> [Data for analysis]:
════

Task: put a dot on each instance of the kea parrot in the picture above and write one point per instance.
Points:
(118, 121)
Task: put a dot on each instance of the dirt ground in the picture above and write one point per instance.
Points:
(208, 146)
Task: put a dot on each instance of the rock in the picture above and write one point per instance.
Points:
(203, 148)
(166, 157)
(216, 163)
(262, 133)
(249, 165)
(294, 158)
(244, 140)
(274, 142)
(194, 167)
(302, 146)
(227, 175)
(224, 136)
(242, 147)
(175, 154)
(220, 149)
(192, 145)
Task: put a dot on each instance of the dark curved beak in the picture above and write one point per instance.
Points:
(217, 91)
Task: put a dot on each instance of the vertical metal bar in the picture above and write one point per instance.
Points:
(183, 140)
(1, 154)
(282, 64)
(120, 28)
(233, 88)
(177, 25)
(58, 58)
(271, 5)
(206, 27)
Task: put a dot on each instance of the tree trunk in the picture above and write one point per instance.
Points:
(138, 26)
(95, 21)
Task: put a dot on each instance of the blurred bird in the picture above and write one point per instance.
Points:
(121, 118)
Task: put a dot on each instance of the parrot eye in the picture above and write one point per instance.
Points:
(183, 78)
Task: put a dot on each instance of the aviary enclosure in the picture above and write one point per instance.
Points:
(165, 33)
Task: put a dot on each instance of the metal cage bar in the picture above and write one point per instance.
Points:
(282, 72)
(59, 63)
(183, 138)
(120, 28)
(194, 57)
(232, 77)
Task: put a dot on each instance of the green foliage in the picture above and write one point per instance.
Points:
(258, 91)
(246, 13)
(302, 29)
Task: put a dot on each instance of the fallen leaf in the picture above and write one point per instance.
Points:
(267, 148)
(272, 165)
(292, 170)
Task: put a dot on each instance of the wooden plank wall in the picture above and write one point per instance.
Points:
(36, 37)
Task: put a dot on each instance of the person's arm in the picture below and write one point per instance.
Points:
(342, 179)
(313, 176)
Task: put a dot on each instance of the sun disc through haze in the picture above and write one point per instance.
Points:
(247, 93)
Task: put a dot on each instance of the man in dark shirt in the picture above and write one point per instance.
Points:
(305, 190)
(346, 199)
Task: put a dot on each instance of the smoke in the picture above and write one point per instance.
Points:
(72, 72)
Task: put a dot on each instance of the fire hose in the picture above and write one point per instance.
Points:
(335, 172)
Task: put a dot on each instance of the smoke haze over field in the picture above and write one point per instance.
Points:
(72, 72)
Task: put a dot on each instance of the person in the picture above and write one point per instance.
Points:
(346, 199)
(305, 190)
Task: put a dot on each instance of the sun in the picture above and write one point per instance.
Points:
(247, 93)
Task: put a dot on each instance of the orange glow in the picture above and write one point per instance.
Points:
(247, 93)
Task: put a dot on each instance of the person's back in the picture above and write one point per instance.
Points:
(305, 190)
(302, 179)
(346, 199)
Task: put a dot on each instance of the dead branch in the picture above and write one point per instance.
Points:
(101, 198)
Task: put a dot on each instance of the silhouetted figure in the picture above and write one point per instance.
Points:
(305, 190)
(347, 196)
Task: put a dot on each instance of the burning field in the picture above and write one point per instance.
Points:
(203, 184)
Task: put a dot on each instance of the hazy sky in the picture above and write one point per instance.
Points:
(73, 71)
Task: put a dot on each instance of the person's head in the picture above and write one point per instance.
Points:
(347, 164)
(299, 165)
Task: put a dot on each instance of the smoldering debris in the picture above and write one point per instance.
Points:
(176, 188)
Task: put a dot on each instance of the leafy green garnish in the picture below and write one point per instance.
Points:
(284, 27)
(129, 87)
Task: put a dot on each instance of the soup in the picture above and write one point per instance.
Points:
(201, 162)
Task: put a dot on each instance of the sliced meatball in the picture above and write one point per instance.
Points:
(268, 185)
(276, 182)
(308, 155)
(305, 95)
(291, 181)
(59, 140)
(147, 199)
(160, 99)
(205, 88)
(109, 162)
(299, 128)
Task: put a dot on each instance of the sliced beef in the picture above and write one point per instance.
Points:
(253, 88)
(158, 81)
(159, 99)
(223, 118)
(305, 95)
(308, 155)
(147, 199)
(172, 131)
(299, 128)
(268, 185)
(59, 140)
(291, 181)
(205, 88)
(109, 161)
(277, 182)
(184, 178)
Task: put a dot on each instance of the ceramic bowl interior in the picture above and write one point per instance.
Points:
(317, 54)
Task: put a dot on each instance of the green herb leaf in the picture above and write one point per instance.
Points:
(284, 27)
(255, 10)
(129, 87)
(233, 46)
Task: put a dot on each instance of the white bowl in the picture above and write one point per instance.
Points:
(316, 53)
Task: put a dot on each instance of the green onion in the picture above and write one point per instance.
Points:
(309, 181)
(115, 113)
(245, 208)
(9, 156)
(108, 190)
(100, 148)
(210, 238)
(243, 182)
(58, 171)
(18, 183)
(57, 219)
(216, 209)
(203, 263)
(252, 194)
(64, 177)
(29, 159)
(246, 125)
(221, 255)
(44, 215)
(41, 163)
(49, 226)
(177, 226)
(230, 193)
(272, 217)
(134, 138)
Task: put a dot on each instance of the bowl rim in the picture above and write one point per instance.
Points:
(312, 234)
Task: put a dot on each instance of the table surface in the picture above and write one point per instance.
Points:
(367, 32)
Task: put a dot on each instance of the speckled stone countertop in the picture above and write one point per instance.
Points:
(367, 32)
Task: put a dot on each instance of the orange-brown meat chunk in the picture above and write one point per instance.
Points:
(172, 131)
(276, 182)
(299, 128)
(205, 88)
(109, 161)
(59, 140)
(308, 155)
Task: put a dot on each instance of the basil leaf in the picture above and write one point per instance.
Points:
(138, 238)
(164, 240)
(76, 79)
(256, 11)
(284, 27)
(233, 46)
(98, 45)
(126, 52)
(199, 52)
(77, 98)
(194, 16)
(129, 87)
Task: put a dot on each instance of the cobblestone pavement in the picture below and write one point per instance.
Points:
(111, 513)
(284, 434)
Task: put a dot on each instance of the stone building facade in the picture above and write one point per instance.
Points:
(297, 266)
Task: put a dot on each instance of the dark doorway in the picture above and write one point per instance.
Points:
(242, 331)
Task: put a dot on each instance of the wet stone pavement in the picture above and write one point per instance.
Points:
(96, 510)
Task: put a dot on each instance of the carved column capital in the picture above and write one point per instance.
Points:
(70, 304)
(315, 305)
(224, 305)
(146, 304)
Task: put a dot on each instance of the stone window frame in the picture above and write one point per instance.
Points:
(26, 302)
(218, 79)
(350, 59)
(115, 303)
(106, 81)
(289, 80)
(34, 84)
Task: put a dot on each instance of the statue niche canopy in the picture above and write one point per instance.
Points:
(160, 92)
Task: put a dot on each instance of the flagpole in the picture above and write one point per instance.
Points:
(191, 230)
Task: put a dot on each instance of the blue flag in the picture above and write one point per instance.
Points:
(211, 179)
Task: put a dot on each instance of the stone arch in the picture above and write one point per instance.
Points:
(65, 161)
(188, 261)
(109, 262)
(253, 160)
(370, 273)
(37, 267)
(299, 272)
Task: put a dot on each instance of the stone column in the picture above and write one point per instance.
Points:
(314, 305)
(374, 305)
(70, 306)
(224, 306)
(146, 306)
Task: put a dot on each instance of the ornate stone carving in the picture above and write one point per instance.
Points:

════

> [Brief]:
Every line in the entries above that mentions the word "column" must be shown.

> [Exercise response]:
Task: put a dot on each instance of the carved column capital in the picture above and write one point per instance.
Task: put a dot on each instance of the stone column in the picture above and write one point per instance.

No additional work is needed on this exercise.